**WHAT YOU WILL DO**
In the records below, find the line containing "pixel 787 631" and restate it and all lines after it exactly, through the last line.

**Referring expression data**
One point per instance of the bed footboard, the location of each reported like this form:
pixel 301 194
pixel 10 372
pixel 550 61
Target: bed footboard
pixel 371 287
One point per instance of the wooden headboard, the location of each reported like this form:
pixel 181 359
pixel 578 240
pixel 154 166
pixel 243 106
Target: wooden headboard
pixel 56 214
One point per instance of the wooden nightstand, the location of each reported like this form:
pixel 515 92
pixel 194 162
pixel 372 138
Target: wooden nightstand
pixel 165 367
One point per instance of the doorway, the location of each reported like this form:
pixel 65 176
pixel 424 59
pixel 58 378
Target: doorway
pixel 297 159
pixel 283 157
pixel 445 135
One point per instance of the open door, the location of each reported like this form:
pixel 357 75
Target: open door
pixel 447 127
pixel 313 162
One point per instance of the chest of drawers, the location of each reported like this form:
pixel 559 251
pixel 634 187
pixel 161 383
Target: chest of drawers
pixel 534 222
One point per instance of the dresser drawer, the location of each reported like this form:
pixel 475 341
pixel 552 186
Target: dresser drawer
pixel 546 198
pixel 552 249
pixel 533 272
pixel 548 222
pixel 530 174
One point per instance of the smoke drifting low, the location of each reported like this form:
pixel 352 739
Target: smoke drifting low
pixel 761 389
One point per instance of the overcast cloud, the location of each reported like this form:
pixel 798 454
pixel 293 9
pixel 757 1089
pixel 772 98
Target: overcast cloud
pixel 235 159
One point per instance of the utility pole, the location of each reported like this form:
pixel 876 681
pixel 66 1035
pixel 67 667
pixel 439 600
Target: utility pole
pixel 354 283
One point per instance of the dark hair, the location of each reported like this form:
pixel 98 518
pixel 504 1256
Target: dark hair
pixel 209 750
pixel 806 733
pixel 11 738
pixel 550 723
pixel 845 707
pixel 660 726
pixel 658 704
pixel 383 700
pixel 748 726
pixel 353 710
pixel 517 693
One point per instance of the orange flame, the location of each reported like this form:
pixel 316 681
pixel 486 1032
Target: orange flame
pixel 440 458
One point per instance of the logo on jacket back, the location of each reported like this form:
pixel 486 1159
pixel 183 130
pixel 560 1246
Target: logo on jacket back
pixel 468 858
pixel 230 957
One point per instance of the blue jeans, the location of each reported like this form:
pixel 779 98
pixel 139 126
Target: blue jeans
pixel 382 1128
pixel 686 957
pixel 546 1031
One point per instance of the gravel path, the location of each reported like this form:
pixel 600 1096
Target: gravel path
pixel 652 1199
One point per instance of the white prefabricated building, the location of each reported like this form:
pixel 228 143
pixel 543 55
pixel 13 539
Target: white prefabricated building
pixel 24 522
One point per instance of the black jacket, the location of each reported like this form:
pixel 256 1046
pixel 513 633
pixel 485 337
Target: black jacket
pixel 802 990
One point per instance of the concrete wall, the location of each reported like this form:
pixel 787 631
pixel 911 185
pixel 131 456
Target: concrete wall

**ANSWER TO THE PROBLEM**
pixel 787 631
pixel 911 185
pixel 131 456
Target: concrete wall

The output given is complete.